**PROBLEMS TO SOLVE**
A) Repeat the article on the Salisbury poisoning starting with "Skripal and his daughter visited" and going on through "to the MI6.", switching "restaurant" to "café".
B) Summarize the article on the Salisbury poisoning in two sentences.

**SELECTED EXTRACT**
Segment Open

Chemical experts of UK military join Russian spy poisoning probe
About 180 British military personnel, including specialists in chemical and biological warfare, have joined the investigation into the attempted murder of former Russian spy Sergei Skripal and his daughter in Salisbury.world Updated: Mar 10, 2018 08:19 IST
Military personnel specialising in chemical and biological warfare have joined the investigation in Salisbury into the attempted murder of a former Russian spy and his daughter, who were allegedly exposed to a nerve agent by elements widely suspected to be of Russian origin.
Sergei Skripal, 66, and his daughter Yulia remained in critical condition, while police officer Nick Bailey, who was the first to go their help on Sunday and was exposed to the nerve agent, is recovering in hospital from his serious condition.
Russia has strongly denied any role in the incident.
Scotland Yard said on Friday: “The Counter Terrorism Policing Network has requested assistance from the military to remove a number of vehicles and objects from the scene in Salisbury town centre as they have the necessary capability and expertise.
“The military has the expertise and capability to respond to a range of contingencies,” it added. It did not mention details but reports said about 180 personnel, including from the Royal Marines, were involved in the investigation.
Home secretary Amber Rudd, who visited Salisbury on Friday, said the condition of Skripal and Yulia remained serious. She described the incident as “outrageous”.
She said: “I understand people’s curiosity about all those questions, wanting to have answers, and there will be a time to have those answers. But the best way to get to them is to make sure we give the police the space they need to really go through the area carefully, to do their investigation and to make sure that they have all the support that they need in order to get that.”
She added, “In terms of further options, that will have to wait until we’re absolutely clear what the consequences could be and what the actual source of this nerve agent has been.”
Ian Blair, who was head of Scotland Yard when another former Russian spy, Alexander Litvinenko, was killed in London in 2006 by radiation poisoning, told BBC Radio 4 that one line of inquiry is that Skripal may have been exposed to the nerve agent in his own home.
He said: “Clearly what they’re trying to find out at the moment is how was this delivered personally. There obviously are some indications. The officer – I’m very sorry he’s been injured – has actually been to the house, whereas there’s a doctor who looked after the patients in the open who hasn’t been affected at all. There may be some clues floating around in here.”
Skripal and his daughter visited a pub and a restaurant in Salisbury on Sunday before they were found near a shopping centre. Investigators wearing protective gear were seen examining the bench that they collapsed on.
The former Russian military colonel’s house and his car were cordoned off.
Skripal was given refuge by the UK as part of a spy swap in 2010 after he was convicted in Russia of passing secrets to the MI6.

Segment Closed

Natural-language object grounding data

Segment Open

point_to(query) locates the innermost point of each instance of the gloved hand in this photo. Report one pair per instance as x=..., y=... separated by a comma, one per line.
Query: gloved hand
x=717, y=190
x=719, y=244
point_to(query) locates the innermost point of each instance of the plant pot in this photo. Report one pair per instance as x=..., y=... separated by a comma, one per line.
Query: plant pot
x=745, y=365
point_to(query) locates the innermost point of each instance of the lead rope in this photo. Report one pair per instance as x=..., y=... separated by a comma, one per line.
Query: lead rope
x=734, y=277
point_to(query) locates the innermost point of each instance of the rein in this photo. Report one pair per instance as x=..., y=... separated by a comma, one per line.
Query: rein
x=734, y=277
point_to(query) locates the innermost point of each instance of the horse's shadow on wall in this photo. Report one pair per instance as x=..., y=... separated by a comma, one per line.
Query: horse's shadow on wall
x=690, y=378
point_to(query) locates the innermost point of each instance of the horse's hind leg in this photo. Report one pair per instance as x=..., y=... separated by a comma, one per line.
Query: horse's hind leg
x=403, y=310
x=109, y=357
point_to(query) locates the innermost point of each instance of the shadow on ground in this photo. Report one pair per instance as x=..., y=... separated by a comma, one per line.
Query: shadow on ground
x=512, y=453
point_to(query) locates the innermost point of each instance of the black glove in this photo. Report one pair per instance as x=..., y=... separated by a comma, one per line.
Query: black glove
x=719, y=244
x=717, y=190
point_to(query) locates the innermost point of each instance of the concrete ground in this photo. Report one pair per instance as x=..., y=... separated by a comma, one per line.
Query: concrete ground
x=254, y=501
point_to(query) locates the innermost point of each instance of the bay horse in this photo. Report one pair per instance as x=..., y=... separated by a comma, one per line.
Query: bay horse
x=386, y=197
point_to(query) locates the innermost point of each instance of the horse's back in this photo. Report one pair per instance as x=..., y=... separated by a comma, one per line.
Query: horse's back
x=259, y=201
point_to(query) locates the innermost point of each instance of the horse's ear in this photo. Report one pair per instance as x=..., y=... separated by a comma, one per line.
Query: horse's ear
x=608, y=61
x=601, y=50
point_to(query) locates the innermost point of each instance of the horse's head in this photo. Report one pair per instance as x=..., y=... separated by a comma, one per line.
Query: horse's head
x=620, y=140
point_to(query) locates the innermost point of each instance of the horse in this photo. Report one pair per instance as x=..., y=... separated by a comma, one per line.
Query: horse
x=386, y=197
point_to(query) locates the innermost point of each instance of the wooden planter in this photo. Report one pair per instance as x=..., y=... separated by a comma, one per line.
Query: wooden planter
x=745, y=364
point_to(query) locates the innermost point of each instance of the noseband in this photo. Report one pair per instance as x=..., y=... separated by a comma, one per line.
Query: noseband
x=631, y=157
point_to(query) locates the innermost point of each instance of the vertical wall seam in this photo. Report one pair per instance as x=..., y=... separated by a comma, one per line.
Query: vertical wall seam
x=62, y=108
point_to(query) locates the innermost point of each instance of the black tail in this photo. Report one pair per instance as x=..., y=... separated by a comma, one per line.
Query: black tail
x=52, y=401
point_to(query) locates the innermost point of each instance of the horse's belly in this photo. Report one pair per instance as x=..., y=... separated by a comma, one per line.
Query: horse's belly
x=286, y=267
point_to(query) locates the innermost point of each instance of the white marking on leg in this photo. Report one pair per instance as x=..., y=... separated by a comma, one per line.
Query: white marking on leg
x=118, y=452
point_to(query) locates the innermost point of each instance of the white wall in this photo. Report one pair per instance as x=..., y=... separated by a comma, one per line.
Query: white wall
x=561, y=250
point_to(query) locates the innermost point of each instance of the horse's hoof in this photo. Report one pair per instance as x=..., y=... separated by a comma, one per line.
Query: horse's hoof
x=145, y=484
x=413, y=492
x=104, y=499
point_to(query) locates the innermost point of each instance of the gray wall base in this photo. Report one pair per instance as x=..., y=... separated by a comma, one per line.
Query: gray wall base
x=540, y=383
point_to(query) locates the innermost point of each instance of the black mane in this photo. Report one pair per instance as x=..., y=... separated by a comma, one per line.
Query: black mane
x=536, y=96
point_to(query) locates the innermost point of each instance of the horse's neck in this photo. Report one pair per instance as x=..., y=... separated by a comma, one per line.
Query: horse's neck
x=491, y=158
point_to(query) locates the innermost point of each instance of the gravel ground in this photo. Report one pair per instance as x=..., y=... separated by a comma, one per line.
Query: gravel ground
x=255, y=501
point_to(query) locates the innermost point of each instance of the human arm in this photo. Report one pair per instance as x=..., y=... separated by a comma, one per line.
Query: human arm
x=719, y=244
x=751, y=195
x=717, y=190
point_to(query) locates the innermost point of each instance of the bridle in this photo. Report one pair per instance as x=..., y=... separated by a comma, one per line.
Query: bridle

Segment Closed

**ANSWERS BY TASK**
A)
Skripal and his daughter visited a pub and a café in Salisbury on Sunday before they were found near a shopping centre. Investigators wearing protective gear were seen examining the bench that they collapsed on.
The former Russian military colonel’s house and his car were cordoned off.
Skripal was given refuge by the UK as part of a spy swap in 2010 after he was convicted in Russia of passing secrets to the MI6.

B) About 180 British military personnel, including specialists in chemical and biological warfare, have joined the investigation into the attempted murder of former Russian spy Sergei Skripal and his daughter Yulia, who remain in critical condition after exposure to a nerve agent in Salisbury. Russia has strongly denied any role, and Home Secretary Amber Rudd called the incident "outrageous" while urging that police be given the space they need to investigate.